Referring expression data:
------------------------------

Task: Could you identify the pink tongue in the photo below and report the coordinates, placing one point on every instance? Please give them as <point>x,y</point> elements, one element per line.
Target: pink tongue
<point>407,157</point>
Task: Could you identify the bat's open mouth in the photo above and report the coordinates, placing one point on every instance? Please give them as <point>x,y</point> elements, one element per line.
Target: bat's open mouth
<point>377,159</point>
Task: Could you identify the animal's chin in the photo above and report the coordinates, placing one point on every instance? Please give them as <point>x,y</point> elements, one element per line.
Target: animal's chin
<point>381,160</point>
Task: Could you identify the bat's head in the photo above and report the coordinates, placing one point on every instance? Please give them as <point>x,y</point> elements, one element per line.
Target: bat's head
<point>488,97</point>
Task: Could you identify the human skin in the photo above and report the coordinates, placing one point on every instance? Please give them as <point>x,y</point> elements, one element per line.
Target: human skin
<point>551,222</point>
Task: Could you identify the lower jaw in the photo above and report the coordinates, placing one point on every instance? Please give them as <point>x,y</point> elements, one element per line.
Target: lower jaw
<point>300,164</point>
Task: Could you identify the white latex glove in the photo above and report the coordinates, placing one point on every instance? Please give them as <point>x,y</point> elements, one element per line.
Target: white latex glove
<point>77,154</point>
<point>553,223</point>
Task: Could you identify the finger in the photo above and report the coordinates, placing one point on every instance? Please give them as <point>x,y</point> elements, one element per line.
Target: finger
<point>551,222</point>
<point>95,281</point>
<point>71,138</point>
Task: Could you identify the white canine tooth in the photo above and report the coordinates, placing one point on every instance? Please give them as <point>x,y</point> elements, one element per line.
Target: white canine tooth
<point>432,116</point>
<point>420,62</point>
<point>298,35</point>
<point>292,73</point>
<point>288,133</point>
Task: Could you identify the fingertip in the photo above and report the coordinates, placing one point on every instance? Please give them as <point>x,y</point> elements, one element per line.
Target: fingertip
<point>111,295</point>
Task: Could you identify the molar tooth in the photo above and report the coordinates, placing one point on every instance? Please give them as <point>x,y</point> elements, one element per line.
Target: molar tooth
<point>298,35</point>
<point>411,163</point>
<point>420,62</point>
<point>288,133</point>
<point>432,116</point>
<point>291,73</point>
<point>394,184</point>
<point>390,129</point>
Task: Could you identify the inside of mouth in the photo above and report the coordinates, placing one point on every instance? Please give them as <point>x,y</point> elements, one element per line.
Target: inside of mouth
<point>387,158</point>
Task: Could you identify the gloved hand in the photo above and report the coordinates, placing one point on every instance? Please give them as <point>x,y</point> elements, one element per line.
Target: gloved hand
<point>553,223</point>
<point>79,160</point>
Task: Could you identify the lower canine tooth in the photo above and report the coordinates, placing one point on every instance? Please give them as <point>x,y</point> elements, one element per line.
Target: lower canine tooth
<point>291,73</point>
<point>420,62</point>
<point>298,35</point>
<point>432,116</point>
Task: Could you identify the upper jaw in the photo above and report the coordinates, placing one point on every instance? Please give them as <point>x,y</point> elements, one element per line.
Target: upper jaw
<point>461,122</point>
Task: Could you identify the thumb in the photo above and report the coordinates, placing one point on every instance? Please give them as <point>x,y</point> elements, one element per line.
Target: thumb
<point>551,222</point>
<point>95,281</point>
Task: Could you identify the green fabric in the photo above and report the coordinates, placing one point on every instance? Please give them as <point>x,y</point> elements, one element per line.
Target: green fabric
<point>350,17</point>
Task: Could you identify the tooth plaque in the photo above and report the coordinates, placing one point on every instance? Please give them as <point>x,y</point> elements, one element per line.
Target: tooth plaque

------------------------------

WORK REQUEST:
All lines of the data above must be repeated exactly.

SOLUTION TO THIS PROBLEM:
Task: Could you identify the pink tongue in the photo below and report the coordinates, placing one point on every instance? Please give them as <point>x,y</point> elements, one element per line.
Target: pink tongue
<point>407,157</point>
Task: Could you identify the bat's open mouth in the photo above and report the coordinates, placing one point on every instance? Please give them as <point>x,y</point> elements, one element per line.
Target: bat's open mouth
<point>377,159</point>
Task: Could you identify the animal's chin in the photo above and report the coordinates, placing one point on every instance? Please give them as <point>x,y</point> elements, one element per line.
Target: animal's chin
<point>381,160</point>
Task: Could you identify the bat's head in the photo above and report the coordinates, placing one point on every instance? Please give them as <point>x,y</point> elements, one element per line.
Target: bat's head
<point>488,97</point>
Task: Could you identify the human skin in the photo above and report the coordinates, placing one point on every instance? Please give them as <point>x,y</point> elements, one element per line.
Target: human skin
<point>551,222</point>
Task: Could you identify the lower jaw in the photo above and report the coordinates, placing one point on every instance? Please give them as <point>x,y</point> elements, one element per line.
Target: lower jaw
<point>300,164</point>
Task: Could you identify the white latex glove in the photo above and report the coordinates, placing one point on every instance? Please give them as <point>x,y</point> elements, one element per line.
Target: white latex glove
<point>77,154</point>
<point>553,223</point>
Task: Could you identify the finger in the photo above and report the coordinates, placing one point on every instance? Please give them as <point>x,y</point> elements, one element per line.
Target: finger
<point>551,222</point>
<point>95,281</point>
<point>71,138</point>
Task: Could you identify the white canine tooth in the photo above and report the coordinates, placing one point on every instance? Please give them as <point>x,y</point> elements, one element per line.
Target: white canine tooth
<point>432,116</point>
<point>420,62</point>
<point>298,35</point>
<point>292,73</point>
<point>288,133</point>
Task: Could you identify the fingertip in the photo above and report the coordinates, placing one point on every instance? Please give them as <point>x,y</point> elements, one element per line.
Target: fingertip
<point>111,295</point>
Task: Could you identify the molar tooth in the photo above and report the coordinates, placing one point on every instance? Please give them as <point>x,y</point> elements, one element per line.
Target: molar tooth
<point>298,35</point>
<point>411,163</point>
<point>420,62</point>
<point>288,133</point>
<point>432,116</point>
<point>291,73</point>
<point>394,184</point>
<point>390,129</point>
Task: Could you identify the inside of mouth in the photo above and report the coordinates, placing one point on every instance? Please give them as <point>x,y</point> elements, one element per line.
Target: inside of mouth
<point>387,158</point>
Task: Could you identify the gloved hand in the photo above and report the coordinates, placing one point on every instance? Please give them as <point>x,y</point> elements, one element per line.
Target: gloved hand
<point>553,223</point>
<point>79,160</point>
Task: Could you identify the lower canine tooth in the photo above and report the coordinates, placing one point on every instance? Please give them as <point>x,y</point> elements, one element per line.
Target: lower canine tooth
<point>291,73</point>
<point>420,62</point>
<point>298,35</point>
<point>432,116</point>
Task: Could you identify the upper jaw in the photo above and report the coordinates, placing one point on every instance? Please give them as <point>x,y</point> elements, one element per line.
Target: upper jaw
<point>461,122</point>
Task: Could you identify the thumb in the photo above and report the coordinates, placing one point on every instance? Please give them as <point>x,y</point> elements, one element per line.
Target: thumb
<point>551,222</point>
<point>95,281</point>
Task: Could you identify the green fabric in the photo above and report the coordinates, placing one point on every instance? Please give them as <point>x,y</point> elements, one element per line.
Target: green fabric
<point>350,17</point>
Task: Could you identify the tooth plaque in the photo above and report the coordinates, placing one point on every instance? Please give them as <point>x,y</point> elements, one element per line.
Target: tooth plaque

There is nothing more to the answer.